Given problem
Report every line of the items below that contains the word "seedling", copying each such line in full.

Exercise materials
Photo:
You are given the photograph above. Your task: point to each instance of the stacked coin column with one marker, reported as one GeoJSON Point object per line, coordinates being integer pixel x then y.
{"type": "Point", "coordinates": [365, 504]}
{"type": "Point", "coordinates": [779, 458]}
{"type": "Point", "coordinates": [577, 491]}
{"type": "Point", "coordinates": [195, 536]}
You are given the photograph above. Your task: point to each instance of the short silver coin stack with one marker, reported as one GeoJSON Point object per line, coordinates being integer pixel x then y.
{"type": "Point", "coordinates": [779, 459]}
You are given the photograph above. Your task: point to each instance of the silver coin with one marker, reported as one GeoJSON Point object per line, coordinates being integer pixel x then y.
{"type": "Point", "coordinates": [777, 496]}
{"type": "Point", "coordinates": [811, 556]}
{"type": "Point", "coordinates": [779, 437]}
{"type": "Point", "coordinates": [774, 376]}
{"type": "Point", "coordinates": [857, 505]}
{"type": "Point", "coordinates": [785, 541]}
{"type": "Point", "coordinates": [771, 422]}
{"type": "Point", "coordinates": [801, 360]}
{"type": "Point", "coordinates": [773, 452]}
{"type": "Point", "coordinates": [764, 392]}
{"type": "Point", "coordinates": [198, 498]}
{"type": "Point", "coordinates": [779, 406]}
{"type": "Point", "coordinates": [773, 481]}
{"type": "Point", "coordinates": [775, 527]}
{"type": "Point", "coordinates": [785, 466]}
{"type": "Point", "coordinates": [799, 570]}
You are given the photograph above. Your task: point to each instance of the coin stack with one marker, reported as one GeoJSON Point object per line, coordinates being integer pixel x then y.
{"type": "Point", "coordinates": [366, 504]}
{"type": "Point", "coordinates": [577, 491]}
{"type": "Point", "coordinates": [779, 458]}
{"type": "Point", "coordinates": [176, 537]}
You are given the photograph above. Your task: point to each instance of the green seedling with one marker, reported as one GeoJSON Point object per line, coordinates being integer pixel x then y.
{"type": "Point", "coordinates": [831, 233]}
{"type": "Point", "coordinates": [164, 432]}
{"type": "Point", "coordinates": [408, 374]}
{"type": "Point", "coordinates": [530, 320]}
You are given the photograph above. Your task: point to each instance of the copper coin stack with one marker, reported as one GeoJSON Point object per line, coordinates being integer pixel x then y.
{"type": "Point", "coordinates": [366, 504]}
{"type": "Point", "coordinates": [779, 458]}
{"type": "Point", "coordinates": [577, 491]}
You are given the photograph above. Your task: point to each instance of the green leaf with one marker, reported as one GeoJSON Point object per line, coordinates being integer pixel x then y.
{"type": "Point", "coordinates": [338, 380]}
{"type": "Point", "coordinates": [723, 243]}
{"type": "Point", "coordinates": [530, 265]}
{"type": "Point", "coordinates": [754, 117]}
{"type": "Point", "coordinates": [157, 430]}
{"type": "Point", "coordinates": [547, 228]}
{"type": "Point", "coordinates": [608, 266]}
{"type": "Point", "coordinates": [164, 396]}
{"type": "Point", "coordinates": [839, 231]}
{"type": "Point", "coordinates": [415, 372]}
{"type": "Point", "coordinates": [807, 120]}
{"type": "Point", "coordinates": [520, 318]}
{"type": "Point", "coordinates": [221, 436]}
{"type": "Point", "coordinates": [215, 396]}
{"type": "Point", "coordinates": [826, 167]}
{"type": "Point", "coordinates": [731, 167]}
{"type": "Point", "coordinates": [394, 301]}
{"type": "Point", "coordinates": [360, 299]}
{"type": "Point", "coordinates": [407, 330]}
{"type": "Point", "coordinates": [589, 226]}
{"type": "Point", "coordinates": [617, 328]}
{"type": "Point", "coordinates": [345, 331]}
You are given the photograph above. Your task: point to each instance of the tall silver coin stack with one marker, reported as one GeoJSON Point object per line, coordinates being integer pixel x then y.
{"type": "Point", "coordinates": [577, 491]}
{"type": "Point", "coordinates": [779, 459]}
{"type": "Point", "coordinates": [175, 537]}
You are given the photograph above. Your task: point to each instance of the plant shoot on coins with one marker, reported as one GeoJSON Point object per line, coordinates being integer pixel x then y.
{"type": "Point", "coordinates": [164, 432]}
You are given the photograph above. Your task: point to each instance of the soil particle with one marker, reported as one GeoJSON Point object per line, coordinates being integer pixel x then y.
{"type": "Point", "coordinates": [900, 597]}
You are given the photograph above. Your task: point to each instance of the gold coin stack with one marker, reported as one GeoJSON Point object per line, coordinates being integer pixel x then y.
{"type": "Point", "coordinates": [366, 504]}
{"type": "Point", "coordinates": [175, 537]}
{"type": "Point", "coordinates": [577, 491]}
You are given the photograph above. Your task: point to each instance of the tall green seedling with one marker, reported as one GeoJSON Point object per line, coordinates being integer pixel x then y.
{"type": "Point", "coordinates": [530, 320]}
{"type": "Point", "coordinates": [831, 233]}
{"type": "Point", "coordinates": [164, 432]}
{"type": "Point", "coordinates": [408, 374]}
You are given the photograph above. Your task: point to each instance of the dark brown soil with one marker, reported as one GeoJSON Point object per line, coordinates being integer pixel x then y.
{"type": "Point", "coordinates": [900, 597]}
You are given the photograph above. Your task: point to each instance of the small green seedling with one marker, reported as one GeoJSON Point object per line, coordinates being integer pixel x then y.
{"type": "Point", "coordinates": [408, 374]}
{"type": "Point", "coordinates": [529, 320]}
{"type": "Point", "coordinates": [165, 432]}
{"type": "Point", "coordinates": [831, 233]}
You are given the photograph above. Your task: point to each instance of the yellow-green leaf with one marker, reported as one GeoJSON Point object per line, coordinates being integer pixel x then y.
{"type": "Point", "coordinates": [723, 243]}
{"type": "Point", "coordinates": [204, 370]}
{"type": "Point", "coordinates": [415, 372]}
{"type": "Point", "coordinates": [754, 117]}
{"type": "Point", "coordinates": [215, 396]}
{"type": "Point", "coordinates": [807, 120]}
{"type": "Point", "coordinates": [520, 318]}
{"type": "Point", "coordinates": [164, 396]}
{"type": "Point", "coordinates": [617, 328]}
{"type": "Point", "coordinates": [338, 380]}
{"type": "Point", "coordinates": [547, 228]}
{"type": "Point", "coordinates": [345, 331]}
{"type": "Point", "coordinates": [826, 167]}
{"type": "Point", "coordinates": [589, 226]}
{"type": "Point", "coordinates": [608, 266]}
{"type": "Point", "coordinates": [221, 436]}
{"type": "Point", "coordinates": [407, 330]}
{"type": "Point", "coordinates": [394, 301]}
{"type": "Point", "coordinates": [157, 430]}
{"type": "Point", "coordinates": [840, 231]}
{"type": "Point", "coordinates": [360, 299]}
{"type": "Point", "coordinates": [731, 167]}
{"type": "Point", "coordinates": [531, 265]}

Complete output
You are given the photograph above. Your task: point to each instance of the green seedling with one marker, reported as one GeoJSON Point object per line, coordinates being integer pixel x then y.
You are given the photograph above. Your task: point to each instance of the tall green seedling with one marker, reported as one GeoJSON Point object per line, coordinates being integer pixel x then y.
You are given the photograph above. Your task: point to each instance of the small green seedling with one marker, reported as one GeoJSON Point object per line, coordinates being integer pixel x then y.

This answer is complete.